Extract –
—————

Here is a person who knows that in two weeks' time he has to undergo a surgical operation. In the meantime he is feeling no physical pain; he has plenty to eat; he is surrounded by friends and human affection; he is doing work that is normally of great interest to him. But his power to enjoy these things is taken away by constant dread. He is insensitive to the immediate realities around him. His mind is preoccupied with something that is not yet here. It is not as if he were thinking about it in a practical way, trying to decide whether he should have the operation or not, or making plans to take care of his family and his affair if he should die. These decisions have already been made. Rathre, he is thinking about the operation in an entirely futile way, which both ruins his present enjoyment of life an dcontributes nothing to the solution of any problem. But he cannot help himself.

A particularly significant example of brain against body, or measures against matter, is urban man’s total slavery to clocks. A clock is a convenient device for arranging to meet a friend, or for helping people to do things together, although things of this kind happened long before they were invented. Clocks should not be smashed; they should simply be kept in their place. And they are very much out of place when we try to adapt our biological rhythms of eating, sleeping, evacuation, working, and relaxing to their uniform circular rotation. Our slavery to these mechanical drill masters has gone so far and our whole culture is so involved with it that reform is a forlorn hope; without them civilization would collapse entirely. A less brainy culture would learn to synchronize its body rhythms rather than its clocks.

—————

List of tasks –
(1) From the passage, reproduce word for word the part that begins at the words "A particularly significant" and stops after "than its clocks.".
(2) Answer these questions from the passage:
(a) In how much time does the person described have to undergo a surgical operation?
(b) For what two things does the passage call a clock a convenient device?
(c) What would a less brainy culture learn to synchronize?

Localization data with one point per instance

—————

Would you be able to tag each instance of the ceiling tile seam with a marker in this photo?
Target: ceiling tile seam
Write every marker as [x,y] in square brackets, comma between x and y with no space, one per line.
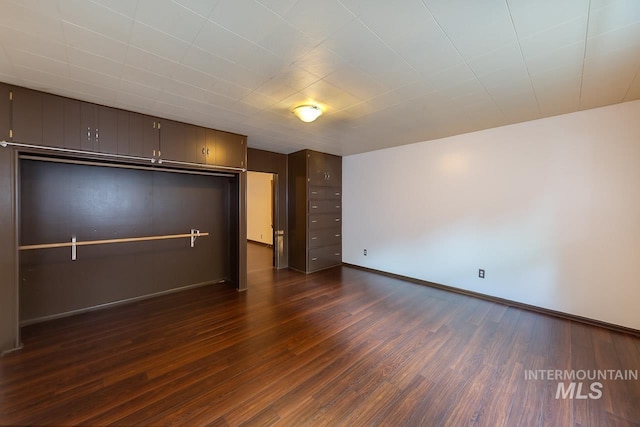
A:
[4,50]
[584,56]
[380,39]
[64,63]
[526,65]
[191,10]
[464,61]
[238,35]
[184,54]
[635,77]
[167,35]
[104,7]
[69,44]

—————

Per-task outputs –
(1)
A particularly significant example of brain against body, or measures against matter, is urban man’s total slavery to clocks. A clock is a convenient device for arranging to meet a friend, or for helping people to do things together, although things of this kind happened long before they were invented. Clocks should not be smashed; they should simply be kept in their place. And they are very much out of place when we try to adapt our biological rhythms of eating, sleeping, evacuation, working, and relaxing to their uniform circular rotation. Our slavery to these mechanical drill masters has gone so far and our whole culture is so involved with it that reform is a forlorn hope; without them civilization would collapse entirely. A less brainy culture would learn to synchronize its body rhythms rather than its clocks.

(2)
(a) Two weeks.
(b) Arranging to meet a friend, and helping people to do things together.
(c) Its body rhythms, rather than its clocks.